- **Texte de la page**:

---

Altérité, hospitalité, passe sanitaire

par Nicolas Cavaliere
lundi 16 août 2021

Rayez la mention inutile.

Il y a quelque chose d’aussi vieux que le droit à demeurer en propre, c’est l’hospitalité. Parce que la demeure en propre crée l’autre, fait du même un étranger, donne le pouvoir de recevoir, dans l’amitié et la crainte mêlées, sur une durée convenable pour les deux parties. Ce pouvoir est reconnu par toutes les religions, élevé même à la notion de devoir, afin de maintenir un corps humain uni, une humanité de principe parce qu’au principe, face aux dérives possibles qu’entraîne l’accroissement des écarts de richesses induit par la loi du décompte et du chiffre. Cette hospitalité humaine fait miroir à l’hospitalité même de notre environnement, lequel nous est bien plus irrémédiablement étranger, autre, d’une hospitalité redoutable. Nous mangeons les fruits de la terre, buvons l’eau des sources, avalons la chair des animaux et des plantes, nous ne communiquons pas immédiatement avec ces éléments. Nous respirons l’air, qui nous sert à expirer notre langage, et celui-ci, se dissipant par étincelles à travers le vide ambiant, projette ses vues et ses constructions propres sur une matière brute dont le destin singulier nous échappe. C’est le nôtre qui se répand donc à travers monts et vallées, océans et rivières. Un avenir de l’humain, ensuite celui de chaque humain. Et tout ça doit tenir ensemble, affronter le bien et le mal, reconnaître dans l’altérité ce qui est bien et ce qui est mal, tenir ensemble.

Nous bâtissons portes après portes, murs après murs. D’abord physiquement, puis légalement. Chaque contrainte de plus que nous nous imposons devrait renforcer le devoir d’hospitalité, et la possibilité de prendre des risques, et de reconnaître par soi-même le bien et le mal, et de tenir ensemble. Quand quelqu’un est sur le point de mourir dans une maison, les gens se tiennent ensemble, rapprochés au moins de corps, au chevet de cette personne qui va franchir la dernière porte, le dernier mur. Le rite est plus ou moins authentique, il résonne comme une obligation pour nous tous qui allons et venons du berceau à la tombe.

---

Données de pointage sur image
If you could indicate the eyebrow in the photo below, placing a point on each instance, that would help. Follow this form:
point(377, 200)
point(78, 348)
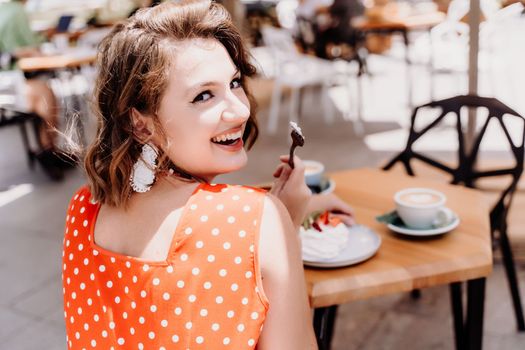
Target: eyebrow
point(209, 83)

---

- **Activité 1**: Dites si chacune de ces phrases est d’accord avec le texte sur l’hospitalité, par oui ou non, en citant les mots du texte qui le montrent : (a) Le pouvoir de recevoir est reconnu par toutes les religions. (b) Nous communiquons immédiatement avec ce que nous mangeons et buvons. (c) Nous bâtissons les murs d’abord légalement, puis physiquement.
- **Activité 2**: Écrivez la suite du texte sur l’hospitalité, à partir de sa dernière phrase.

- **Espace réponse 1**:
(a) Oui : « Ce pouvoir est reconnu par toutes les religions ».
(b) Non : « nous ne communiquons pas immédiatement avec ces éléments ».
(c) Non : « D’abord physiquement, puis légalement. »

- **Espace réponse 2**:
Depuis l’arrivée de l’année 2020, ces valeurs archaïques sont explicitement balayées par les gouvernements en place. Cela a été longuement préparé dans la société même. Cette idée fondamentale qui se perd, c’est qu’on va chez quelqu’un. Quelqu’un qui peut nous montrer ce qu’il sait faire, ce qu’il est, dont on est l’obligé, avec qui on recherche communion dans le respect des différences. Un principe battu en brèche déjà à partir du moment où un employé rentre au service d’un restaurateur ou d’un hôtelier, car l’esprit qui ordonne à la maison est prié de faire place à cet esprit qui se me(u)t à son service. Encore qu’on ait toujours deux esprits en lien direct l’un avec l’autre. Mais lorsque c’est le symbole même qui plane au-dessus des individus, c’est l’esprit qui disparaît. Œuvrer pour la Croix ou pour les deux Arches, même abandon de soi à des formules qu’on ne peut que dévier que légèrement, que ce soit l’Eucharistie ou le Triple Cheeseburger. Aujourd’hui, on ne va plus chez quelqu’un voir et apprécier ce qu’il sait faire, mais en majorité ce qu’il a pour le faire (si tout le monde sait préparer le café, c’est parce qu’il possède les machines adéquates – et cette absence relative de capacité manuelle, cet investissement aveugle dans l’automate de précision, peuvent nous fragiliser). Idem en politique ; en France, la possibilité d’une cohabitation entre des partis aux idées et aux discours de moins en moins éloignés a été détruite par l’alignement des élections présidentielles et législatives. Aux États-Unis, le bipartisme est de convenance, il l’est aussi devenu au Royaume-Uni, et les Allemands ont toujours donné l’impression d’avancer comme un seul homme. Quand il s’est agi de confiner, d’isoler, de couper court aux déplacements des personnes entre les demeures, la machine a donné le même ordre partout. Disons-le de front, la démocratie dans un pays se mesure à l’hospitalité de ses habitants, d’autant plus requise qu’il y a de la circulation. Et, inévitable corollaire, s’ils peuvent être hospitaliers, c’est parce qu’ils sont chez eux. On connaît le monde par l’angle universellement accepté du chez-soi, car le chez-soi, c’est la première image du soi, celle qu’on aménage et se présente à soi, celle qu’on aménage et présente à l’autre.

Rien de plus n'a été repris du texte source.